Challenge: Carry on the mailing-list thread about why Linux doesn't use GICD_ITARGETSR, starting right after its final line.

Reading passage:
++++++++++

Re: Why GICD_ITARGETSR is not used by Linux

From: "Russell King (Oracle)" <linux@armlinux.org.uk>
To: Li Chen <me@linux.beauty>
Cc: Arnd Bergmann <arnd@arndb.de>,
	linux-arm-kernel <linux-arm-kernel@lists.infradead.org>
Subject: Re: Why GICD_ITARGETSR is not used by Linux
Date: Tue, 20 Sep 2022 11:14:24 +0100	[thread overview]
Message-ID: <YymSgJoHEKhD3ypC@shell.armlinux.org.uk> (raw)
In-Reply-To: <YymRYhjQpRDsD5jM@shell.armlinux.org.uk>

On Tue, Sep 20, 2022 at 11:09:38AM +0100, Russell King (Oracle) wrote:
> On Tue, Sep 20, 2022 at 11:45:10AM +0200, Li Chen wrote:
> > Hi Arnd,
> > 
> >  ---- On Tue, 20 Sep 2022 09:04:16 +0200  Arnd Bergmann  wrote --- 
> >  > On Tue, Sep 20, 2022, at 3:42 AM, Li Chen wrote:
> >  > > Hi Arnd,
> >  > >
> >  > > I noticed GIC has GICD_ITARGETSR to distribute IRQ to different CPUs, 
> >  > > but currently, it is not used by Linux.
> >  > >
> >  > > There was a patchset from MTK people: 
> >  > > http://archive.lwn.net:8080/linux-kernel/1606486531-25719-1-git-send-email-hanks.chen@mediatek.com/T/#t 
> >  > > which implements GIC-level IRQ distributor using GICD_ITARGETSR, but it 
> >  > > is 
> >  > > not accepted because the maintainer thinks it will break existing codes 
> >  > > and not provide benefits compared with the existing affinity mechanism.
> >  > >
> >  > > IIUC, Linux only relies on affinity/irqbalance to distribute IRQ 
> >  > > instead of architecture-specific solutions like GIC's distributor.
> >  > >
> >  > > Maybe latency can somewhat get improved, but there is no benchmark yet.
> >  > >
> >  > > I have two questions here:
> >  > > 1. Now that Linux doesn't use GICD_ITARGETSR, where does it set CPU 0 
> >  > > to be the only IRQ distributor core?
> >  > > 2. Do you know any other reasons that GICD_ITARGETSR is not used by 
> >  > > Linux?
> >  > 
> >  > Hi Li,
> >  > 
> >  > It looks like the original submitter never followed up
> >  > with a new version of the patch that addresses the
> >  > issues found in review. I would assume they gave up either
> >  > because it did not show any real-world advantage, or they
> >  > could not address all of the concerns.
> > 
> > Thanks for your reply.
> > 
> > FYI, here is another thread about this topic: https://lore.kernel.org/linux-arm-kernel/20191120105017.GN25745@shell.armlinux.org.uk/
> 
> Oh god, not this again.
> 
> The behaviour of the GIC is as follows. If you set two CPUs in
> GICD_ITARGETSRn, then the interrupt will be delivered to _both_ of
> those CPUs. Not just one selected at random or determined by some
> algorithm, but both CPUs.
> 
> Both CPUs get woken up if they're in sleep, and both CPUs attempt to
> process the interrupt. One CPU will win the lock, while the other CPU
> spins waiting for the lock to process the interrupt.

++++++++++

Material:
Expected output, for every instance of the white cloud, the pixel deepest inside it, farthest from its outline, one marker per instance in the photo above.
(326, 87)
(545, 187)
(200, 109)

++++++++++

Written response:
> 
> The winning CPU will process the interrupt, clear it on the device,
> release the lock and acknowledge it at the GIC CPU interface.
> 
> The CPU that lost the previous race can now proceed to process the
> very same interrupt, discovers that it's no longer pending on the
> device, and signals IRQ_NONE as it appears to be a spurious interrupt.
> 
> The result is that the losing CPU ends up wasting CPU cycles, and
> if the losing CPU was in a low power idle state, needlessly wakes up
> to process this interrupt.
> 
> If you have more CPUs involved, you have more CPUs wasting CPU cycles,
> being woken up wasting power - not just occasionally, but almost every
> single interrupt that is raised from a device in the system.
> 
> On architectures such as x86, the PICs distribute the interrupts in
> hardware amongst the CPUs. So if a single interrupt is set to be sent
> to multiple CPUs, only _one_ of the CPUs is actually interrupted.
> Hence, x86 can have multiple CPUs selected as a destination, and
> the hardware delivers the interrupt across all CPUs.
> 
> On ARM, we don't have that. We have a thundering herd of CPUs if we
> set more than one CPU to process the interrupt, which is grossly
> inefficient.
> 
> As I said in the reply you linked to above, I did attempt to implement
> several ideas in software, where the kernel would attempt to distribute
> dynamically the interrupt amongst the CPUs in the affinity mask, but I
> could never get what appeared to be a good behaviour on the platforms
> I was trying and performance wasn't as good. So I abandoned it.

Oh, I just remembered an additional detail. There was the irqbalance
daemon that used to work at that time which would do the distribution
from userspace - and it knew various policies about interrupts that
were found to be beneficial on x86. Such as not moving busy ethernet
interrupts amongst the CPUs due to networking paths being "hot" in the
cache, vs other interrupts where that didn't matter so much.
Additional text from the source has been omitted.